__What needs to be done__
From the first line to the last, write out the records exactly, leaving out images.

Referring expression pointing data
*****
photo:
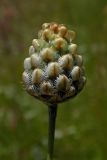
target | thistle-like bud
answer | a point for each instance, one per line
(54, 71)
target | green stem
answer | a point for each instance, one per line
(52, 111)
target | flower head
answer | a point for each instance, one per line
(53, 72)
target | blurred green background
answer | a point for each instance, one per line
(81, 130)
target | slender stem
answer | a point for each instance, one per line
(52, 111)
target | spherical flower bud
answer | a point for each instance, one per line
(78, 60)
(37, 76)
(53, 69)
(60, 44)
(47, 54)
(45, 25)
(54, 27)
(75, 73)
(35, 44)
(27, 63)
(62, 83)
(35, 60)
(31, 50)
(72, 49)
(66, 62)
(46, 88)
(62, 30)
(70, 35)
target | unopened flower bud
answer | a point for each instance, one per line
(72, 49)
(27, 63)
(78, 60)
(35, 60)
(70, 35)
(53, 69)
(66, 62)
(37, 76)
(47, 54)
(31, 50)
(75, 73)
(46, 88)
(62, 83)
(35, 44)
(60, 44)
(62, 31)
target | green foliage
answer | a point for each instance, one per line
(82, 122)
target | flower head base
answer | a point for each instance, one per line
(53, 72)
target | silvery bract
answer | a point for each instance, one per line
(54, 71)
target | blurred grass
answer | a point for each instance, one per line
(82, 122)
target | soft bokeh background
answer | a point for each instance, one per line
(81, 131)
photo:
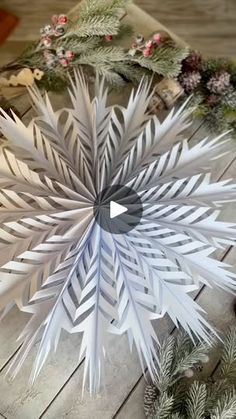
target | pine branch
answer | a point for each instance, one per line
(163, 406)
(106, 55)
(105, 8)
(188, 360)
(179, 391)
(166, 61)
(226, 406)
(196, 399)
(228, 357)
(215, 391)
(95, 26)
(166, 359)
(78, 46)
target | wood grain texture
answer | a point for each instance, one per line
(57, 392)
(208, 25)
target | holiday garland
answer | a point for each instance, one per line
(91, 41)
(181, 390)
(213, 85)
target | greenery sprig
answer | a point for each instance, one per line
(183, 391)
(212, 82)
(91, 41)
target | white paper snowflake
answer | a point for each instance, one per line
(58, 264)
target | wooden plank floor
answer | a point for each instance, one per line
(208, 25)
(57, 392)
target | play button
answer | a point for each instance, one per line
(118, 209)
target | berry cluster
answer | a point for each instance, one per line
(48, 33)
(146, 47)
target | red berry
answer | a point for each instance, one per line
(54, 19)
(47, 42)
(70, 55)
(157, 38)
(108, 38)
(147, 52)
(62, 19)
(64, 62)
(149, 44)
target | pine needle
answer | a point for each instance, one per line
(163, 406)
(226, 406)
(195, 403)
(228, 358)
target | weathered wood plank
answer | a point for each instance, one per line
(70, 404)
(21, 394)
(218, 305)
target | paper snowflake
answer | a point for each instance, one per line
(60, 265)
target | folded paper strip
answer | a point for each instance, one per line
(58, 264)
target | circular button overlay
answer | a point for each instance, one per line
(118, 209)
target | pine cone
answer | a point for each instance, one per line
(193, 62)
(189, 81)
(219, 82)
(150, 396)
(229, 97)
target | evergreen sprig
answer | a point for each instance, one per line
(89, 40)
(179, 397)
(216, 106)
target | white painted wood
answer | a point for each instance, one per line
(20, 400)
(218, 304)
(70, 404)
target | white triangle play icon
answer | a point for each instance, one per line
(116, 209)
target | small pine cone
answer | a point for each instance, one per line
(219, 82)
(229, 97)
(150, 396)
(193, 62)
(189, 81)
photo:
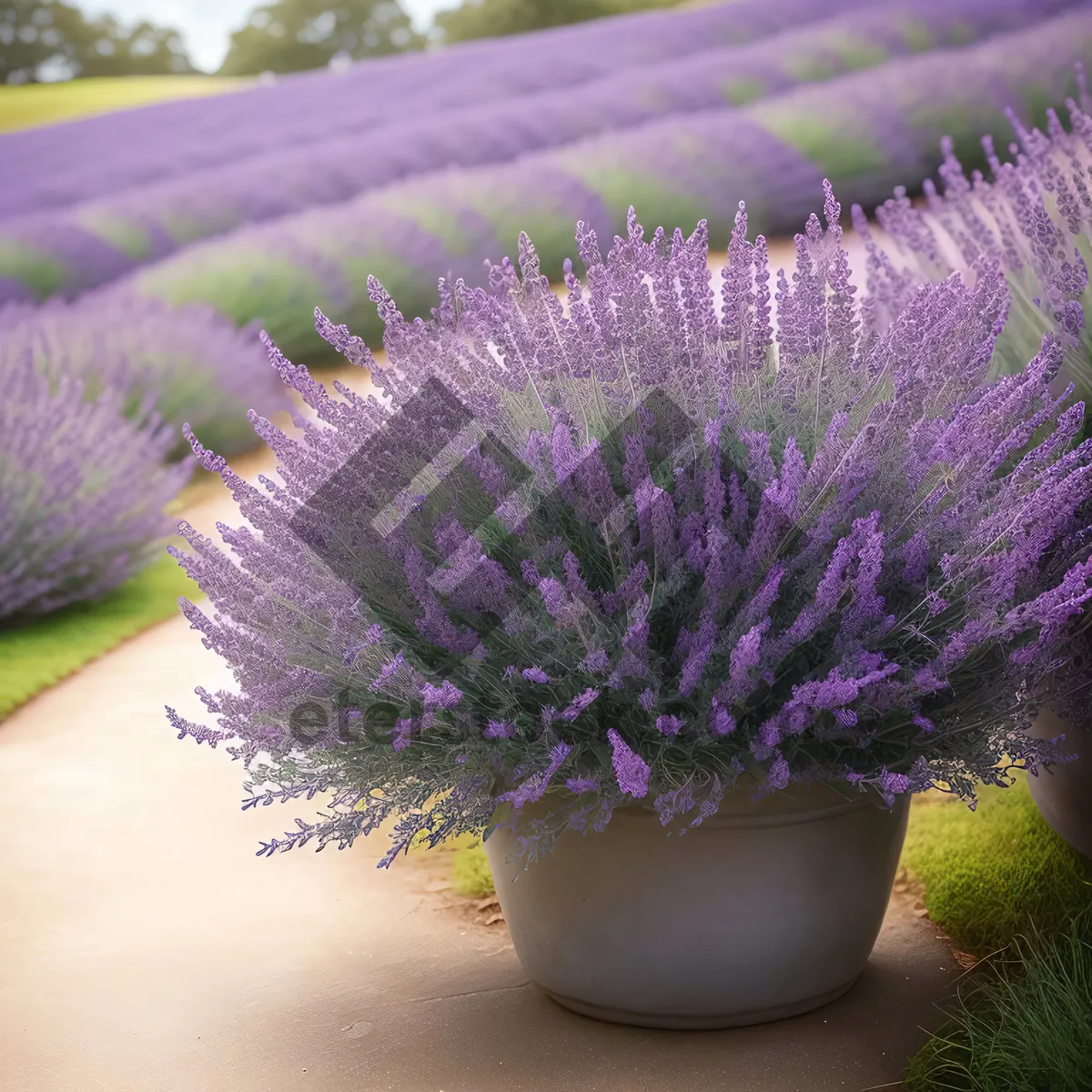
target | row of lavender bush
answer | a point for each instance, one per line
(868, 132)
(96, 394)
(71, 163)
(75, 248)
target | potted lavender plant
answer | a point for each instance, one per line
(1035, 218)
(676, 612)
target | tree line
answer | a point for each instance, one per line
(54, 39)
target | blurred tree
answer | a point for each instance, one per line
(486, 19)
(293, 35)
(50, 39)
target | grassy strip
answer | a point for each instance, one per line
(995, 873)
(1022, 1025)
(39, 104)
(37, 654)
(1005, 887)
*****
__Exercise result__
photo:
target | thistle-like bud
answer | a point for each instance, one per line
(54, 71)
target | green stem
answer | a point for each instance, one per line
(52, 111)
target | flower head
answer | a point for each instance, one per line
(53, 72)
target | blurred green background
answer | a point for each instance, one per line
(81, 130)
target | slender stem
answer | a point for each instance, one per line
(52, 111)
target | spherical flower bud
answer | a point for each instance, one per line
(78, 60)
(37, 76)
(53, 69)
(60, 44)
(47, 54)
(45, 25)
(54, 27)
(75, 73)
(35, 44)
(27, 63)
(62, 83)
(35, 60)
(31, 50)
(72, 49)
(66, 62)
(46, 88)
(62, 30)
(70, 35)
target | unopened flower bud
answer | a point for each instance, one per line
(72, 49)
(27, 63)
(78, 60)
(35, 60)
(70, 35)
(53, 69)
(66, 62)
(37, 76)
(47, 54)
(31, 50)
(75, 73)
(46, 88)
(62, 83)
(35, 44)
(60, 44)
(62, 31)
target | green foliage
answer | a point for each instance, one per line
(82, 122)
target | flower head base
answer | a point for each instance, one per line
(53, 72)
target | silvery bract
answer | a point for each instance, one per line
(54, 71)
target | blurred grass
answer | a point for each instance, one per line
(82, 122)
target | soft bokeh background
answer | a point for each instance, one per line
(81, 131)
photo:
target | pine branch
answer | a point for each instance, one per line
(163, 406)
(106, 55)
(105, 8)
(188, 360)
(179, 391)
(166, 61)
(226, 406)
(196, 399)
(228, 357)
(215, 391)
(95, 26)
(166, 359)
(78, 46)
target | wood grain texture
answer | a point for each instance, one per line
(57, 392)
(208, 25)
target | holiday garland
answer | a point for each instance, one per line
(91, 41)
(181, 390)
(213, 85)
target | greenery sprig
answer | a point for each instance, one per line
(183, 391)
(212, 82)
(91, 41)
target | white paper snowflake
answer | a point for each instance, one per line
(58, 264)
target | wooden plank floor
answer | a point for each instance, one per line
(208, 25)
(57, 392)
target | play button
answer | a point for each instance, one per line
(118, 209)
target | berry cluster
answer | a point for each instance, one per line
(48, 33)
(146, 47)
target | red berry
answer | a point for each instance, one per line
(54, 19)
(47, 42)
(70, 55)
(157, 38)
(108, 38)
(147, 52)
(62, 19)
(64, 62)
(149, 44)
target | pine needle
answer | a point for each instance, one per line
(163, 406)
(226, 406)
(195, 403)
(228, 358)
target | weathered wood plank
answer | a point for each instance, one per line
(70, 404)
(21, 394)
(218, 305)
target | paper snowflake
answer | a point for each instance, one per line
(60, 265)
target | folded paper strip
answer | a point for each instance, one per line
(58, 264)
target | circular button overlay
answer | a point for each instance, one per line
(118, 209)
target | pine cone
answer | a point for each instance, one per line
(193, 62)
(189, 81)
(219, 82)
(150, 396)
(229, 97)
target | evergreen sprig
answer | a point for each instance, one per line
(89, 40)
(179, 397)
(216, 106)
target | white painted wood
answer | a point for each instance, one per line
(20, 400)
(218, 304)
(70, 404)
target | white triangle play icon
answer | a point for each instance, one per line
(116, 209)
target | small pine cone
answer | a point for each instance, one per line
(219, 82)
(229, 97)
(150, 396)
(193, 62)
(189, 81)
photo:
target | row of lavender bush
answer | a point for each instance, one per line
(868, 132)
(96, 394)
(71, 163)
(75, 248)
target | potted lavender plant
answer | a point for each instance, one per line
(1035, 218)
(676, 612)
target | tree line
answer | a point for each instance, one per line
(54, 39)
target | blurred tree
answer | a point for each instance, one per line
(486, 19)
(293, 35)
(50, 39)
target | grassy strip
answer | a point for each instance, one per line
(995, 873)
(1022, 1025)
(39, 104)
(37, 654)
(1005, 887)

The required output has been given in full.